» Document extract
****************************************
RFC: 32-bit __data_len and REQ_DISCARD+REQ_SECURE

Grant Grundler <grundler@xxxxxxxxxxxx> · Tue, 22 Sep 2015 18:54:19 -0700

Jens, Ulf,

I've run into a basic issue: BLK_SECDISCARD takes 15-35 minutes
perform a secure erase of ~23GB (mostly empty) partition on a 32GB
eMMC part (happens with two vendors). One of the vendors says it
should take less than 60 seconds. I've confirmed erasing 2GB takes
only ~6 seconds - so the vendor estimate seems reasonable.

I'm looking for (a) advice on better v3.18 solutions and (b) start
discuss future solutions for upstream kernel.

Two problems:
1) 3.18 kernel block layer wants to split up the transaction into
"max_discard_sectors" chunks. This would be fine if
max_discard_sectors was more than one or two erase groups (EG). For
one of the eMMC parts, EG size is 512KB and thus the kernel sends
46,000 commands (DISCARD w/SECURE_ERASE arg) to the eMMC device. At
the bottom I discuss why this is such a bad idea for SECURE_ERASE.

My hack to fix (1): ignore max_discard_sectors for SECURE_ERASE
(BLK_SECDISCARD):
    https://chromium-review.googlesource.com/#/c/301460/

I'm trying to recover the 9 bits that blk_rq_sectors() discards and
don't care sub-512byte block offsets.
****************************************
» Questions on the material
**1.** Edit the listing from its first line through the line containing "box: [554, 0, 923, 284]", changing "image pixels" to "screen pixels" and leaving everything else as it is.
**2.** Carry on the mailing-list post about slow secure discard on eMMC, starting right after its last sentence.
The post and the listing come from unrelated sources.
****************************************
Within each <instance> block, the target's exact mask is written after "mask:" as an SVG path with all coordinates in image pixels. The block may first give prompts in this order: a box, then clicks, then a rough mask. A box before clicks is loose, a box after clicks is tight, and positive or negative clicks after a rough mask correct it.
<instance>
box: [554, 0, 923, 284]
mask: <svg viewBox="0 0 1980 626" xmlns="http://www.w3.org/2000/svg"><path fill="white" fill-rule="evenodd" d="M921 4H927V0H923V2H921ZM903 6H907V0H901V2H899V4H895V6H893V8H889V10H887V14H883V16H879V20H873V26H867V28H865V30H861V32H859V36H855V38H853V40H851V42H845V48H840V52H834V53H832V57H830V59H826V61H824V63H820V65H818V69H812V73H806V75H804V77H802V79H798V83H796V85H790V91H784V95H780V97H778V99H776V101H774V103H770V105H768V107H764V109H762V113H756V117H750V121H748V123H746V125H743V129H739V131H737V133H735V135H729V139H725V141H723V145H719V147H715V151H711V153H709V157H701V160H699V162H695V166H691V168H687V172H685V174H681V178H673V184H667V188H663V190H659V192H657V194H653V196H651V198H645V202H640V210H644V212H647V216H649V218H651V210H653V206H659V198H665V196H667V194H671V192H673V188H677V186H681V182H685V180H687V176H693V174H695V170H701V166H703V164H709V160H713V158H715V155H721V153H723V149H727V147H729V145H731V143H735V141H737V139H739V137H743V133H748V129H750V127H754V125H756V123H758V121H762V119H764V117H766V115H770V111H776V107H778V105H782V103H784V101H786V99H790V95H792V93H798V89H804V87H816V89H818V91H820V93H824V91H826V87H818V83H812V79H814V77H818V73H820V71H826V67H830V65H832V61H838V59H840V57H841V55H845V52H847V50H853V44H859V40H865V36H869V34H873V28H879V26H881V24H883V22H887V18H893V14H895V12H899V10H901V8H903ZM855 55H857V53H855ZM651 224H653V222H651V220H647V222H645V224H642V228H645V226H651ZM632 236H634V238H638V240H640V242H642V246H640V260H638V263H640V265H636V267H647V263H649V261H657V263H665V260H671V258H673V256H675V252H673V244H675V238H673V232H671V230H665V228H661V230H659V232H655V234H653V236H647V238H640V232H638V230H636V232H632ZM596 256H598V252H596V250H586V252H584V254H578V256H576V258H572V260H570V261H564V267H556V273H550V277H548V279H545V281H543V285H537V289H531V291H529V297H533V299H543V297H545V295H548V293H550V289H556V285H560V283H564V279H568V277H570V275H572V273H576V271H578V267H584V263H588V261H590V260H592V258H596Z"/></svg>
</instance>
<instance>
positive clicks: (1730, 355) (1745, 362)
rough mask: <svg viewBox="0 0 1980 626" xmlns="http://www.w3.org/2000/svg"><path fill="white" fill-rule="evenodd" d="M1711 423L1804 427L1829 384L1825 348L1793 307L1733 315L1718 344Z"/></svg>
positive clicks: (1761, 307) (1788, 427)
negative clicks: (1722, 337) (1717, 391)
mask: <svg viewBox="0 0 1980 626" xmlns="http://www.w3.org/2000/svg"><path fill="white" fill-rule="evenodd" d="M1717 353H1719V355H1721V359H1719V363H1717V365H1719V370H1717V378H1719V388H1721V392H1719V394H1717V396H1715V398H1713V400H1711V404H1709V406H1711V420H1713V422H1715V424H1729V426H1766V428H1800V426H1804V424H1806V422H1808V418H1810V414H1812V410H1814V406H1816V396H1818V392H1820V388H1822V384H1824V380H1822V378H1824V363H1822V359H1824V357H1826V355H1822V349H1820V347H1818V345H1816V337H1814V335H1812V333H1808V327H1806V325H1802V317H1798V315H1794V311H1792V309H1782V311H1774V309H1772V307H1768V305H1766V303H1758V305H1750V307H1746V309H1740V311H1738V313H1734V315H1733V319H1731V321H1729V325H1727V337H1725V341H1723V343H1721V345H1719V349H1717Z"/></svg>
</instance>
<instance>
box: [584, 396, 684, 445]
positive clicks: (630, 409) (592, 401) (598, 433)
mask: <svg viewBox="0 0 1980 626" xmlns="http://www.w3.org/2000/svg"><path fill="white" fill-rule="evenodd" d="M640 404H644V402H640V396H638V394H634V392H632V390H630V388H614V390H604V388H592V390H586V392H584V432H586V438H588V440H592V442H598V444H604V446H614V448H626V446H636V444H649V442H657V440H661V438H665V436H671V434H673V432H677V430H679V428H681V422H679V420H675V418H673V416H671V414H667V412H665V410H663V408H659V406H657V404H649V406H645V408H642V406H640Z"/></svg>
****************************************
» Numbered responses
**1.**
Within each <instance> block, the target's exact mask is written after "mask:" as an SVG path with all coordinates in screen pixels. The block may first give prompts in this order: a box, then clicks, then a rough mask. A box before clicks is loose, a box after clicks is tight, and positive or negative clicks after a rough mask correct it.
<instance>
box: [554, 0, 923, 284]

**2.**
2) Unfortunately, with the above hack, the block layer is truncating
the request to 2GB. :( Turns out several fields in the block layer are
32-bit. Notably:
    struct request.__data_len
    struct bvec_iter.bi_size
    struct bio_vec.bv_len

This is despite ioctl(BLK_SECDISCARD) having a 64-bit API to pass in
"number of bytes to erase" and the emmc spec allowing 32-bits to
specify the LBA. I looked at changing the above data structures (which
normally only need  20-bits or so) to 64-bit and it's a systemic
change. "Non-trivial" doesn't even begin to describe the scope here.

So I have an even worse hack to use 9 "zero" bits here (and this works
for 3.18 - not sure it would for 4.x kernels):
    https://chromium-review.googlesource.com/#/c/301349

9-bits gives me a bit of time until eMMC devices are > 1TB in
capacity. Maybe a few more months. :)

Last code change: I'm also not sure I need to set MMC_CAP2_HC_ERASE_SZ
but I do in this 3rd patch:
   https://chromium-review.googlesource.com/#/c/301461

sdhci-acpi and sdhci-pci drivers already do this. I didn't see an
obvious place to set this for the sdhci-tegra variant or what that
code is required to do/support when setting HC_ERASE_SZ capability.

--- Why is splitting up BLK_SECDISCARD such a bad idea? ----
Command overhead in the degenerate case is bad and probably causing
the majority of the performance loss here. I'm assuming the device can
issue lots of erase transaction in parallel. Thus sending a secure
erase command for each erase group of LBAs seems like a recipe for
very long serial sequence (which is what we are seeing).

I believe there is another problem besides command overhead: migration
of "live" data from one erase group (that we just told the device it
has to erase) to another erase group (that we will tell the device to
erase in the future).

If I'm going to erase 16GB of 32GB device, we have NO clue what data
has to move and where it will move to.  However, If I tell the device
to evacuate and erase a particular physical block, the more chunks I
have to erase, the more opportunity for the evacuated data to land in
an erase group that will get erased in a future command.

Lastly, for Android, the system is in recovery mode and doing nothing
else. So there is no reason to split up the commands into "smaller
chunks" like a normal IO (where it clearly makes sense up to a point).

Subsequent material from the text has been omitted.